-- YOUR OBJECTIVE --
Should any entry hold a picture, omit that picture and copy the rest of the entry exactly.

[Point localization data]
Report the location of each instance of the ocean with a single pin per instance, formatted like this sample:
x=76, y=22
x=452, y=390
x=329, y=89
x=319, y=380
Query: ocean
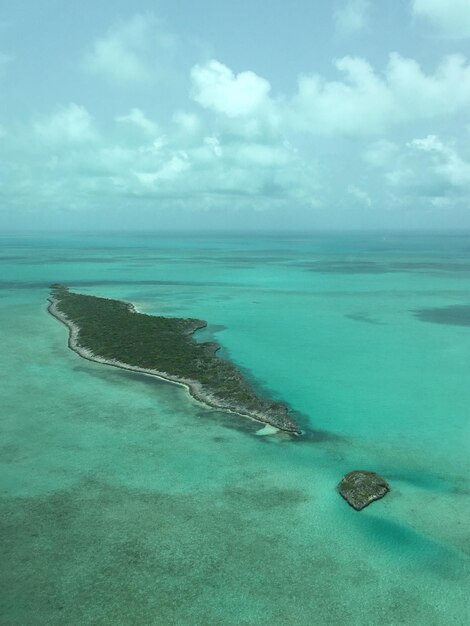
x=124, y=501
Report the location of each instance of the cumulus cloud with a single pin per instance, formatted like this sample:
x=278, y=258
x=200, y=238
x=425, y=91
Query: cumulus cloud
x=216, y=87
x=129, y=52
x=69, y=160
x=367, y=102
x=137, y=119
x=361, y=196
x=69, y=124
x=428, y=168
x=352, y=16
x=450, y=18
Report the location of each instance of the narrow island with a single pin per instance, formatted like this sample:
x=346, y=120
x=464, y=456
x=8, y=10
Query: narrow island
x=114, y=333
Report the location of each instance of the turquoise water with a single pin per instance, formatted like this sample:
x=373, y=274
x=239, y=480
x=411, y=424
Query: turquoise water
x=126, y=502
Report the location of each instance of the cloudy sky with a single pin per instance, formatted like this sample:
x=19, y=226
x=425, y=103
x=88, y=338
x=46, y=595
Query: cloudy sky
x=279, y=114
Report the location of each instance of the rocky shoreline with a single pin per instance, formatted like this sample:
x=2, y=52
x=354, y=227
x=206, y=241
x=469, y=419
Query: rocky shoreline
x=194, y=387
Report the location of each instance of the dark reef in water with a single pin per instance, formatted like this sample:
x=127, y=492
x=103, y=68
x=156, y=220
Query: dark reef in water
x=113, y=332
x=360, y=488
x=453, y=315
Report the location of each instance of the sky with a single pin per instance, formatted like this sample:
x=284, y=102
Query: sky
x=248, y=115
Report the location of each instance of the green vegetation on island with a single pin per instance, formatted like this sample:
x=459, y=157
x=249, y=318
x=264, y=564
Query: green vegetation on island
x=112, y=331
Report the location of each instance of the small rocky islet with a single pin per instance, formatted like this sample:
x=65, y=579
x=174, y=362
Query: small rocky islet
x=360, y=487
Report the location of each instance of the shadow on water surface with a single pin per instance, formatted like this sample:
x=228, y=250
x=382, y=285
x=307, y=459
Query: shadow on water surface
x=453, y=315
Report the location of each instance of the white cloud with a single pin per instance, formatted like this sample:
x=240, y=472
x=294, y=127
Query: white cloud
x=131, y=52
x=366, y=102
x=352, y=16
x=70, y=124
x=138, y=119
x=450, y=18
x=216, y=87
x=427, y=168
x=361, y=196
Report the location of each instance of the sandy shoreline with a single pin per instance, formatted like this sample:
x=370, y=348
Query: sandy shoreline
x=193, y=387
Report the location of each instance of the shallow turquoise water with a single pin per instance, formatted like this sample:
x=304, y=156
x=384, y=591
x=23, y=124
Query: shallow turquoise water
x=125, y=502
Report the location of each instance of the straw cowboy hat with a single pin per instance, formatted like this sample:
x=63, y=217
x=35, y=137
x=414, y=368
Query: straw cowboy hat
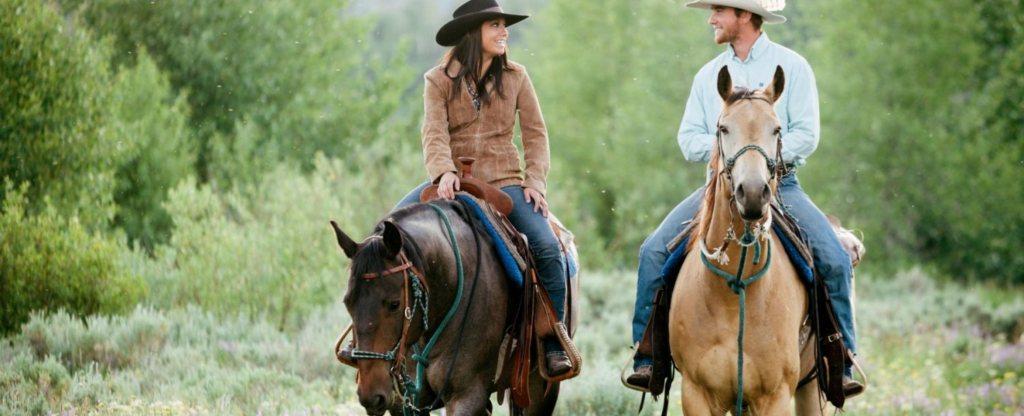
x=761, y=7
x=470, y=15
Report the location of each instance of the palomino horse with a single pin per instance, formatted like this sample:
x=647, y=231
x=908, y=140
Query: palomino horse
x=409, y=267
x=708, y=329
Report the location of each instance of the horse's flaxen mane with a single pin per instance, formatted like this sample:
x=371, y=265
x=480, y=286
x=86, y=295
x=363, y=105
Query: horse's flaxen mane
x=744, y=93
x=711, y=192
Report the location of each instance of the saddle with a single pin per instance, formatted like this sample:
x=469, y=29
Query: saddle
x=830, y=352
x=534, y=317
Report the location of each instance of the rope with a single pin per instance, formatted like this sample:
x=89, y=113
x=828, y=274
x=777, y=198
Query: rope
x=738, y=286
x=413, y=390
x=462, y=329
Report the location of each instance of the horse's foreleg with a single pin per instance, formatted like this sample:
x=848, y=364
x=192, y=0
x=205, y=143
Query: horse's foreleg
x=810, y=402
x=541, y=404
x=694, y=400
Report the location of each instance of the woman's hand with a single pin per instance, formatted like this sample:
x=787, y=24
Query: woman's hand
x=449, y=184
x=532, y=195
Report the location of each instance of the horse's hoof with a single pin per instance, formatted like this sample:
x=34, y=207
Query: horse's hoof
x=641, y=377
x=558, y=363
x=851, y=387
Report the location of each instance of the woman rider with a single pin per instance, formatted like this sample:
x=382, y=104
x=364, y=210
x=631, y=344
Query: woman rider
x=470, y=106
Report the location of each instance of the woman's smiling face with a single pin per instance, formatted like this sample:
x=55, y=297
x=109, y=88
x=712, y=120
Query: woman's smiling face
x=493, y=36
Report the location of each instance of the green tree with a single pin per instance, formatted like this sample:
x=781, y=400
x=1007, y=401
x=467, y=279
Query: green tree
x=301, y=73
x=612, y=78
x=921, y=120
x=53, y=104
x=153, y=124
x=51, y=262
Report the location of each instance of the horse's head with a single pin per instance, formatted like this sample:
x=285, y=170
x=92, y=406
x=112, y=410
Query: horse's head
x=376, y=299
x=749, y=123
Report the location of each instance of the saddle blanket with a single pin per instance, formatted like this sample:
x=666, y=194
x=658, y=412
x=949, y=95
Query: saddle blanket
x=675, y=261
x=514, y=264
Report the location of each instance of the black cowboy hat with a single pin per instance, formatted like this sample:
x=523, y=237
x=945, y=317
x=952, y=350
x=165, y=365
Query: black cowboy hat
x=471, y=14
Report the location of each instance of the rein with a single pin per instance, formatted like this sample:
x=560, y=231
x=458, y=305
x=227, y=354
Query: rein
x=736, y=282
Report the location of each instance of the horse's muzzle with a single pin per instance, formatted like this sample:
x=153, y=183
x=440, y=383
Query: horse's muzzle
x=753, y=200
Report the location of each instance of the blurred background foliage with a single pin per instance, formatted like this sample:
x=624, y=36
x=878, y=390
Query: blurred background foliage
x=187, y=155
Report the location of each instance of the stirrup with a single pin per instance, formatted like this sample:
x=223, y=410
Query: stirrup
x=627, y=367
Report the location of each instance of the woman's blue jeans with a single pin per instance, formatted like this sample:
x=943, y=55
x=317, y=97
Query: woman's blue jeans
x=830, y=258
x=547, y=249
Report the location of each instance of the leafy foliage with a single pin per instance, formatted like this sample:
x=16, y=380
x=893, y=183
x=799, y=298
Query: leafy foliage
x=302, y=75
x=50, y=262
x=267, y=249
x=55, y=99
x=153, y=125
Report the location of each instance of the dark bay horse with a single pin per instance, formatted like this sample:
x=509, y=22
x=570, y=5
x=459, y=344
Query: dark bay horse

-- TASK OUTPUT --
Report the location of each instance of the ocean with a single pin per instance, formatted like this sample:
x=76, y=22
x=452, y=390
x=329, y=89
x=319, y=380
Query: ocean
x=124, y=501
Report the location of each instance of the cumulus cloud with a single pin per instance, formatted like this sample:
x=278, y=258
x=200, y=238
x=425, y=91
Query: cumulus cloud
x=216, y=87
x=129, y=52
x=69, y=160
x=367, y=102
x=137, y=119
x=361, y=196
x=69, y=124
x=428, y=168
x=352, y=16
x=450, y=18
Report the location of each instance of the narrow island with a single pin per instance, formatted like this sample:
x=346, y=120
x=464, y=456
x=8, y=10
Query: narrow island
x=114, y=333
Report the location of each instance of the turquoise water with a single pin per instance, formatted like this sample:
x=373, y=274
x=239, y=480
x=411, y=424
Query: turquoise water
x=126, y=502
Report the location of each instance of the cloudy sky with a single pin per instance, formatted like this sample:
x=19, y=226
x=425, y=103
x=88, y=338
x=46, y=595
Query: cloudy sky
x=279, y=114
Report the location of each instance of the rocky shoreline with a single pin per instance, formatted like this sample:
x=2, y=52
x=354, y=227
x=206, y=241
x=469, y=419
Query: rocky shoreline
x=194, y=387
Report the location of each instance of the dark reef in water with a single pin per instance, formatted like this sample:
x=127, y=492
x=103, y=68
x=156, y=220
Query: dark reef in water
x=113, y=332
x=360, y=488
x=453, y=315
Report the location of each instance of the sky with a single pin per instance, formatted like this sample:
x=284, y=102
Query: sky
x=248, y=115
Report the location of each instance of the green vegetation on island with a single pin per instance, formatted like this sample:
x=459, y=157
x=249, y=318
x=264, y=564
Query: green vegetation on island
x=112, y=331
Report the location of each instance of the small rocky islet with a single pin per instance, formatted like this sample:
x=65, y=579
x=174, y=362
Query: small rocky islet
x=360, y=487
Report the location of each instance of the shadow on water surface with a single pin per instance, formatted like this sample:
x=228, y=250
x=382, y=285
x=307, y=459
Query: shadow on water surface
x=453, y=315
Report the location of each instance of the white cloud with a single pin per instance, formatted like this sample:
x=240, y=472
x=294, y=127
Query: white cloud
x=131, y=52
x=366, y=102
x=352, y=16
x=70, y=124
x=138, y=119
x=450, y=18
x=216, y=87
x=427, y=168
x=361, y=196
Report the location of each instance of the sandy shoreline with a single pin per instance, formatted like this sample:
x=370, y=348
Query: sandy shoreline
x=193, y=387
Report the location of each instance of the shallow turquoise water with a single pin per instance, formatted like this sample:
x=304, y=156
x=384, y=591
x=23, y=124
Query: shallow turquoise water
x=125, y=502
Report the location of each instance of the straw cowboy hat with a single pin per instance, formatted like this sample:
x=63, y=217
x=35, y=137
x=414, y=368
Query: straw cowboy hat
x=761, y=7
x=470, y=15
Report the location of each instance of the palomino horse with a single pin per instance, formatted like this sample:
x=647, y=231
x=908, y=140
Query: palomino horse
x=409, y=267
x=708, y=329
Report the location of each instance of the horse's flaxen mane with a single pin per instance, formatted like this sample:
x=371, y=265
x=480, y=286
x=86, y=295
x=363, y=105
Query: horse's flaxen mane
x=744, y=93
x=711, y=192
Report the location of each instance of the saddle with a single pin per instance, formatted like this sample:
x=469, y=29
Query: saddle
x=830, y=352
x=534, y=317
Report the location of each instance of the rope with a single pin per instance, formatted like this sample:
x=89, y=113
x=828, y=274
x=777, y=198
Query: rope
x=738, y=286
x=413, y=390
x=462, y=329
Report the location of each instance of the horse's foreleg with a single pin per instance, formatted like this sample:
x=848, y=364
x=192, y=0
x=205, y=143
Query: horse's foreleg
x=810, y=402
x=541, y=404
x=694, y=400
Report the location of each instance of the woman's hand with a single pin per instance, formatted like this sample:
x=787, y=24
Query: woman's hand
x=449, y=184
x=532, y=195
Report the location of each instance of the horse's hoof with a single pin per instance, formatted like this sample:
x=34, y=207
Query: horse's hoof
x=641, y=377
x=558, y=363
x=851, y=387
Report the location of each instance of the woman rider with a single pin per instance, formatted like this sample:
x=382, y=104
x=364, y=210
x=631, y=344
Query: woman rider
x=470, y=106
Report the location of each instance of the woman's smiling face with a single pin per instance, formatted like this sample:
x=55, y=297
x=109, y=88
x=712, y=120
Query: woman's smiling face
x=493, y=36
Report the location of each instance of the green tree with a single pin per instance, formatted like this sample:
x=781, y=400
x=1007, y=401
x=467, y=279
Query: green tree
x=301, y=73
x=612, y=78
x=921, y=120
x=53, y=104
x=153, y=124
x=51, y=262
Report the location of each instance of the horse's head with a single pin per instance, formatted like this sample:
x=285, y=170
x=92, y=406
x=112, y=410
Query: horse's head
x=376, y=299
x=749, y=123
Report the location of each instance of the saddle blanket with a single pin per instance, formatted like this sample:
x=666, y=194
x=658, y=412
x=949, y=95
Query: saddle blanket
x=675, y=261
x=514, y=264
Report the location of each instance of the black cowboy hat with a single pin per instance, formatted like this sample:
x=523, y=237
x=945, y=317
x=952, y=350
x=165, y=365
Query: black cowboy hat
x=471, y=14
Report the location of each instance of the rein with a single pin per instance, formatted like this sample:
x=560, y=231
x=458, y=305
x=227, y=354
Query: rein
x=736, y=282
Report the location of each instance of the horse's muzzle with a single pin per instance, formatted like this sample:
x=153, y=183
x=440, y=383
Query: horse's muzzle
x=753, y=200
Report the location of each instance of the blurred background foliage with a single pin per instance, formatted like this sample:
x=624, y=36
x=878, y=390
Query: blurred background foliage
x=187, y=155
Report the location of each instance of the stirrup with a single pin per instance, formatted like this sample:
x=223, y=410
Query: stirrup
x=627, y=367
Report the location of each instance of the woman's blue jeans with a single pin per instance, formatted like this sample:
x=943, y=55
x=317, y=97
Query: woman's blue jeans
x=830, y=258
x=547, y=249
Report the location of each instance of the leafy foliage with a single pin per instance, formatted like this sample:
x=16, y=380
x=893, y=183
x=799, y=298
Query: leafy foliage
x=302, y=75
x=50, y=262
x=267, y=249
x=55, y=99
x=153, y=125
Report the location of each instance of the dark bay horse with a single pin per instance, formatted like this sample:
x=509, y=22
x=570, y=5
x=459, y=344
Query: dark bay horse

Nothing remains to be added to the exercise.